* _Exercise goal_: Copy all of the records below word for word, line by line.

* _Provided records_:
━━━━━━━━━━━━━━━━━━━━━━━━━━━━━━

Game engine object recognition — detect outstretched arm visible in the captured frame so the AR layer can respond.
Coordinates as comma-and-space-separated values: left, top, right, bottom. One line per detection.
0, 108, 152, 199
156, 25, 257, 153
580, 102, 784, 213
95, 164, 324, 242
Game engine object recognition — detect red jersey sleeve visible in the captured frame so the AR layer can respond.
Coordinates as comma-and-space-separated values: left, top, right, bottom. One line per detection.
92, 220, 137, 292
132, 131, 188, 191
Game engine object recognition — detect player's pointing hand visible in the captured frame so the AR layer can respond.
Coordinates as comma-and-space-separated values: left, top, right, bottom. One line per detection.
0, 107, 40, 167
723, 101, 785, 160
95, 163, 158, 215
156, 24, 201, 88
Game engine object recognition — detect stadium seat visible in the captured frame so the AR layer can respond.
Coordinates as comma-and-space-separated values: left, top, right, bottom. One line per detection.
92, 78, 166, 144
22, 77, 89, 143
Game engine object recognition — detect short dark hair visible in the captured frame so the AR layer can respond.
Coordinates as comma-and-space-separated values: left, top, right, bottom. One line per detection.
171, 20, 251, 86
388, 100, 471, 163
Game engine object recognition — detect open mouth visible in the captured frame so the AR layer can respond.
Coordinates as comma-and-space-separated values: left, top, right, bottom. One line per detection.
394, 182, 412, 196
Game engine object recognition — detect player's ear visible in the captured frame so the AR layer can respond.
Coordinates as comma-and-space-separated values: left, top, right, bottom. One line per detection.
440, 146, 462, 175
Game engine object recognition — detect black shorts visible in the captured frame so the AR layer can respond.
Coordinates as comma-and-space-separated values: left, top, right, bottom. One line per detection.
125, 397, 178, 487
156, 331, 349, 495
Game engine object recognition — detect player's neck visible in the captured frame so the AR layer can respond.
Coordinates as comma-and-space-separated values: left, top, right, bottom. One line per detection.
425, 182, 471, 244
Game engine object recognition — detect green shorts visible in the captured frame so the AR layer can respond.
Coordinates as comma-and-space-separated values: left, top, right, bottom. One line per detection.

━━━━━━━━━━━━━━━━━━━━━━━━━━━━━━

* _Result_:
Game engine object recognition — detect outstretched arm visible in the captured frame so the AR layer can respond.
Coordinates as comma-and-space-separated values: left, top, right, bottom. One line per detection.
0, 108, 152, 199
156, 25, 257, 153
580, 102, 784, 213
95, 164, 324, 242
Game engine object recognition — detect red jersey sleeve visible in the captured frame so the AR layer can respond.
Coordinates as comma-and-space-separated values: left, top, right, bottom. One line per detection.
92, 220, 137, 292
132, 131, 188, 191
Game engine object recognition — detect player's pointing hand visible in the captured frame so the AR layer can respond.
Coordinates as comma-and-space-separated values: left, top, right, bottom. One line per detection.
0, 107, 40, 167
723, 101, 785, 160
95, 163, 158, 215
156, 24, 201, 88
Game engine object recognition — detect stadium seat visible in the captured frame so the AR layer can respond.
Coordinates as comma-and-space-separated values: left, top, right, bottom. One line per detection.
92, 78, 166, 144
22, 77, 89, 143
Game engine object recognition — detect short dark hair visible in the captured frame so the AR layer can respond.
Coordinates as comma-and-space-separated values: left, top, right, bottom. One line per detection.
171, 20, 251, 86
388, 100, 471, 163
Game engine object recognition — detect open mouth visible in the captured frame so the AR layer can respond.
Coordinates as comma-and-space-separated values: left, top, right, bottom. One line per detection.
394, 182, 412, 196
Game engine object recognition — detect player's ear visible in the captured frame so the AR layer can respond.
Coordinates as comma-and-space-separated values: left, top, right, bottom. One line per detection.
440, 146, 462, 175
Game engine object recognition — detect black shorts visible in the captured frame so the AR layer can respond.
Coordinates as comma-and-space-separated values: left, top, right, bottom. One line per detection.
125, 397, 178, 487
156, 331, 349, 495
Game engine object recognition — detect player's neck visible in the captured frame so the AR layer can respond.
Coordinates as comma-and-space-separated values: left, top, right, bottom. One line per detection.
425, 182, 471, 244
Game engine object recognition — detect green shorts visible in the captured frame so the AR layer can respond.
Coordinates as comma-and-space-separated values: left, top, right, bottom. One line per detection.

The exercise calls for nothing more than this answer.